• **LESETEXT**:
----------

Play offs und K.O.-Phase

Ringen um 4. Verfassungsänderung und Defizitverfahren zwischen EU und Ungarn

Zu den drei von Kommissionspräsident Barroso bereits identifizierten mutmaßlichen Verstößen gegen EU-Regularien in den 4. Verfassungsänderungen in Ungarn, hat Brüssel nun eine begründete Stellungnahme an die ungarische Regierung gesandt. Dabei geht es um die Erhebung von Sondersteuern bei Strafen aus EU-Gerichtsurteilen, das Verbot von Wahlwerbung im Privatfernsehen sowie die Möglichkeit, willkürlich Fälle von zuständigen Gerichten zu entziehen und anderen zuzuweisen.

Die Regierung hat nun 30 Tage Zeit, die Beanstandungen durch Gesetzesänderungen aus der Welt zu schaffen oder ihren abweichenden Standpunkt darzulegen. Bei Letzterem ist die Eröffnung eines offiziellen Vertragsverletzungsverfahren der nächste Schritt, dem, nach einem nochmaligen Warnschreiben, der Gang zum EU-Gericht folgt. Den zwei letzten Kritikpunkten begegnete die Regierung bereits durch kurszfristige Gesetzesänderungen, wonach die Wahlwerbung bei Europawahlen im Privat-TV erlaubt bleibt sowie Gerichtsfälle dann nicht durch die oberste Justizaufsicht verschoben werden können, wenn in dem jeweiligen Verfahren EU-Recht "tangiert" wird.

Beides stellte die Kommission nicht zufrieden. Orbán legte nach, dass man Fälle nur dann verschieben wolle, wenn, wegen Überlastung, ein Urteil in der gesetzlich erlaubten Zeit nicht möglich sei, was ja schließlich eine dem Rechtsstaat dienliche Maßnahme ist und verwies auf eine ähnliche Praxis in den Niederlanden. Allerdings zeigt die gelebte Rechtspraxis in Ungarn bereits bei mehreren Fällen, dass es hierbei um die Möglichkeit geht, Fälle mit politischer Brisanz auch politisch "zuverlässigen" Richtern zu übergeben um das gewünschte Urteil zu bekommen.

Trotz der nun erfolgten drei Warnschreiben werden die punktuellen Beanstandungen der EU dem
systematischen Charakter und dem tiefgreifenden Eingriff in die Rechtsstaatlichkeit des Landes durch die 4. Verfassungsänderung nicht gerecht. Die Kommission machte auch klar, dass die drei Warnschreiben nur einen ersten Schritt darstellen und man, nach Übersendung der Stellungnahme der Venedig-Kommission beim Europarat, gegebenenfalls weitere Verfahren anstrengen wird. Ungarn hat angekündigt, die internationale Kritik durch "anerkannte" Verfassungsexperten widerlegen zu lassen.

----------

• **DATENAUSZUG**:
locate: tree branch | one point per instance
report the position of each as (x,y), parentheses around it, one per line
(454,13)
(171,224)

----------

• **IHRE AUFGABEN**:
[A] Wie viele Tage Zeit hat die ungarische Regierung laut Lesetext, um auf die begründete Stellungnahme aus Brüssel zu reagieren?
[B] Prüfen Sie, ob die folgenden Aussagen mit dem Lesetext übereinstimmen: (i) Orbán verwies auf eine ähnliche Praxis in den Niederlanden. (ii) Die Kommission war mit den kurzfristigen Gesetzesänderungen der Regierung zufrieden. (iii) Wahlwerbung bei Europawahlen bleibt im Privatfernsehen erlaubt.
Das Material steht für sich und ist vom Lesetext unabhängig.

• **ENDERGEBNISSE**:
[A] 30 Tage.

[B]
(i) Ja: „verwies auf eine ähnliche Praxis in den Niederlanden“
(ii) Nein: „Beides stellte die Kommission nicht zufrieden.“
(iii) Ja: „wonach die Wahlwerbung bei Europawahlen im Privat-TV erlaubt bleibt“